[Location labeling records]
········
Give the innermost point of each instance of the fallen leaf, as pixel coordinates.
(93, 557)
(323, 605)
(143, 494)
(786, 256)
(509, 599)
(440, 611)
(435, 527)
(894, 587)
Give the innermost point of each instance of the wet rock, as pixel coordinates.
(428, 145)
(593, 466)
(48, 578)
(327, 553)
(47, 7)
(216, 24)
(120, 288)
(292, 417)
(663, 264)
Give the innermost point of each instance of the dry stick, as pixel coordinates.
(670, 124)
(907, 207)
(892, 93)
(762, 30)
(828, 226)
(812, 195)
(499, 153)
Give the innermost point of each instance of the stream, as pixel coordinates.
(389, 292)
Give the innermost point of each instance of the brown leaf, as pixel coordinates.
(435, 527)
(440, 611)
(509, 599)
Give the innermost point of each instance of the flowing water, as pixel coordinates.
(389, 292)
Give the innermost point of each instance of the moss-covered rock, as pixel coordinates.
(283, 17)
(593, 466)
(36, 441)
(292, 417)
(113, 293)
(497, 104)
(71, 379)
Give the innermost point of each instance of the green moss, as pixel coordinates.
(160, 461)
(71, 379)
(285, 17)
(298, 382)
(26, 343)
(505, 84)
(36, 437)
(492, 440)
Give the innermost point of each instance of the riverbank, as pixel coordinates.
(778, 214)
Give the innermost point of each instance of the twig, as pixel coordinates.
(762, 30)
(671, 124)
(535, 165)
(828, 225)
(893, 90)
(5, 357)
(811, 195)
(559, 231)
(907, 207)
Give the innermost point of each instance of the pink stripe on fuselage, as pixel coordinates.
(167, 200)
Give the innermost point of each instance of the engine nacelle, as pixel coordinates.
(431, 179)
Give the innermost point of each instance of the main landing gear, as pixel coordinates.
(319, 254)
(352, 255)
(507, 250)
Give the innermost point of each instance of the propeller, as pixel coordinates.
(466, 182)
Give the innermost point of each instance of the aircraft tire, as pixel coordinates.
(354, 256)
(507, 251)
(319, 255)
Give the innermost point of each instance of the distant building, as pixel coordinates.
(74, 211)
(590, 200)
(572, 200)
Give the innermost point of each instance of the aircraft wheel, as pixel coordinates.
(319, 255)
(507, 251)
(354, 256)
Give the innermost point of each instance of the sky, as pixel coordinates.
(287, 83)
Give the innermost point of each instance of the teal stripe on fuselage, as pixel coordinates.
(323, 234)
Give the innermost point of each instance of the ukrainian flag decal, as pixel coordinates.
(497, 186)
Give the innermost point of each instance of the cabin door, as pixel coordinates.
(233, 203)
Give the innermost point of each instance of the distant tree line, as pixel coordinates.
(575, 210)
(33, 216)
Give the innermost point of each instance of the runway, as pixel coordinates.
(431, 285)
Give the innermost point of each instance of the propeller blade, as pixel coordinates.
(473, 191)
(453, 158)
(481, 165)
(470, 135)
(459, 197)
········
• _Exercise requirements_
Substitute "airstrip" for "runway" in the lines from the one containing "Give the innermost point of each instance of the runway, as" through the end of the records. Return only those lines, with everything else left unchanged.

• _Answer to the problem_
Give the innermost point of each instance of the airstrip, as pixel coordinates.
(431, 285)
Give the innermost point of each instance of the propeller blade, as pixel coordinates.
(473, 191)
(453, 158)
(481, 165)
(470, 135)
(459, 197)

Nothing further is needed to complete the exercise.